▶ **SUPPLIED RECORDS**

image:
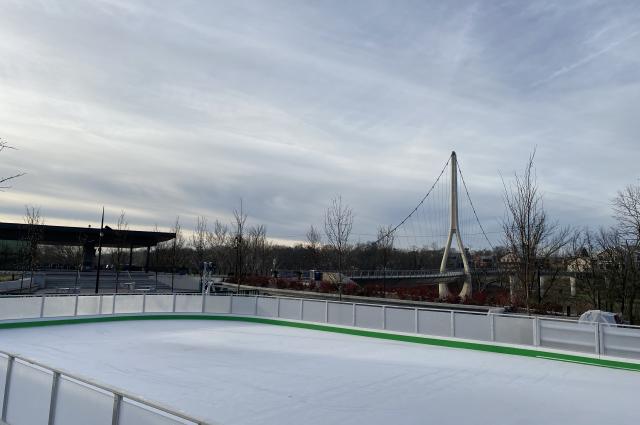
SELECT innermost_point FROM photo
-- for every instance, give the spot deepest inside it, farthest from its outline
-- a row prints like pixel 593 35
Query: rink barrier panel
pixel 533 331
pixel 388 335
pixel 68 396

▶ **SHORT EXERCISE**
Format the records above as a two-column CSV with the columns "prompt" and "response" and one row for each record. Put each record's text and its answer in one quoted field each, with line breaks changed to spaces, and leave out the pictures.

▶ **WRITTEN RESPONSE**
prompt,response
"image: SELECT innermost_point FROM photo -- for every instance, give the spot deepest inside it, farthest from its outline -- a row prints like pixel 593 35 Query: rink barrier panel","pixel 533 331 pixel 388 335 pixel 68 396"